> Document section
= Beginning of Section =
MMI Camp Uses VR Games to Achieve Therapy Goals

August 30, 2021

In August, the Munroe-Meyer Institute held a two-week Hand Arm Bimanual Intensive Training (HABIT) camp.

The institute has held the camp three times in the past. The purpose of the camp is to allow children with cerebral palsy and other conditions to work on bimanual therapy (using both hands to complete a task) in the form of play.

This year, however, there was a new twist with the introduction of virtual reality games, designed by James Gehringer, PhD, and the MMI Virtual Reality Lab, that incorporated the therapeutic play concept into video games.

The idea for the games, which Dr. Gehringer and his team have been refining for several years, grew out of the previous HABIT Camps, the first of which was held in 2015.
= End of Section =
> Activity list
a) Copy the HABIT camp article from "MMI Camp Uses" to "held in 2015.".
b) List each different abbreviation in the HABIT camp article that is written entirely in capital letters.

> Entries supplied
= Beginning of Section =
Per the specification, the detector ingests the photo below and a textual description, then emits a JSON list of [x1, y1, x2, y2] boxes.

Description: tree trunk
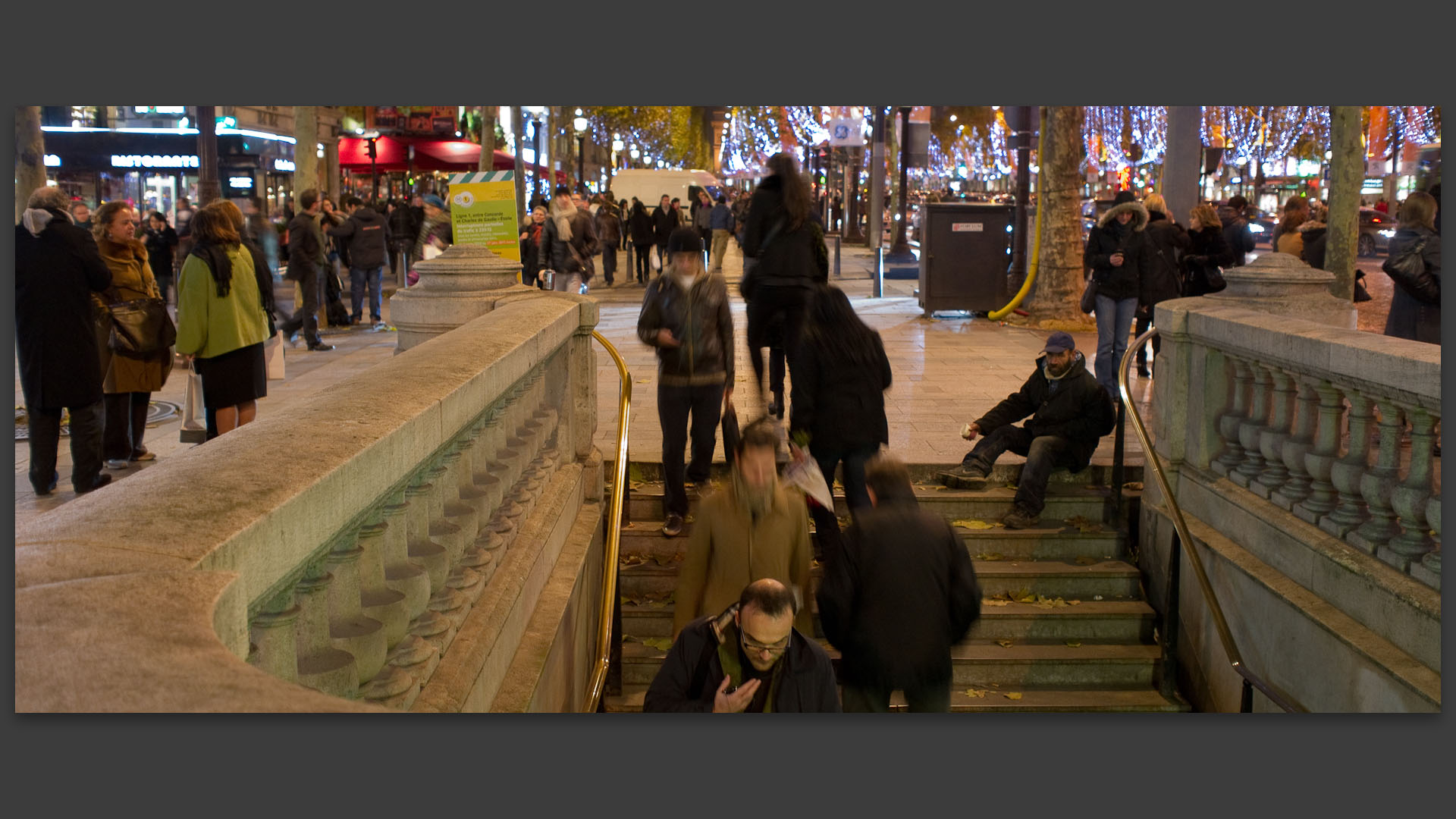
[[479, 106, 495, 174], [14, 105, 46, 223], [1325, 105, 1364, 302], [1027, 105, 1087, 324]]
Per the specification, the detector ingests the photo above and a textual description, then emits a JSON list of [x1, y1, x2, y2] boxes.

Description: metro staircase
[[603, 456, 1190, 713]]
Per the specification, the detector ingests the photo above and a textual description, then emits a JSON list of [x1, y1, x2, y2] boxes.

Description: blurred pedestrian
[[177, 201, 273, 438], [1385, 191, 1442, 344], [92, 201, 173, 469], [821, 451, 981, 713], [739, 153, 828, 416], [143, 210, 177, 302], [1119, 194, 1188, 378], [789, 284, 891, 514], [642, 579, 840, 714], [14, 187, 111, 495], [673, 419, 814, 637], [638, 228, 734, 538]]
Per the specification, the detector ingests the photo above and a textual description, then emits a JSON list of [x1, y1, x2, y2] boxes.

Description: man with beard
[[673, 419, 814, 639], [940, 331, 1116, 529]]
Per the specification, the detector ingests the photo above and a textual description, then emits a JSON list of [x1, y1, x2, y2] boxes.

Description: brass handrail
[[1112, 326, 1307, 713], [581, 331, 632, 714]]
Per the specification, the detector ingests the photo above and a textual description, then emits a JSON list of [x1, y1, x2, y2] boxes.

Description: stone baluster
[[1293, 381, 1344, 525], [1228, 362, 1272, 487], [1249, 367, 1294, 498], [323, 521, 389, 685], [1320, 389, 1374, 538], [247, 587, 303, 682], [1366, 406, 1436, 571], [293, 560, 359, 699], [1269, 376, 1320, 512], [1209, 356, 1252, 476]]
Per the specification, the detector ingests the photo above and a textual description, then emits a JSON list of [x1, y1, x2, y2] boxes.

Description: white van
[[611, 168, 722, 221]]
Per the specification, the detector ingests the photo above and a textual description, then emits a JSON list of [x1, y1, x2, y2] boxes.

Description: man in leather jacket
= End of Section =
> Solutions below
a)
MMI Camp Uses VR Games to Achieve Therapy Goals

August 30, 2021

In August, the Munroe-Meyer Institute held a two-week Hand Arm Bimanual Intensive Training (HABIT) camp.

The institute has held the camp three times in the past. The purpose of the camp is to allow children with cerebral palsy and other conditions to work on bimanual therapy (using both hands to complete a task) in the form of play.

This year, however, there was a new twist with the introduction of virtual reality games, designed by James Gehringer, PhD, and the MMI Virtual Reality Lab, that incorporated the therapeutic play concept into video games.

The idea for the games, which Dr. Gehringer and his team have been refining for several years, grew out of the previous HABIT Camps, the first of which was held in 2015.

b) MMI, VR, HABIT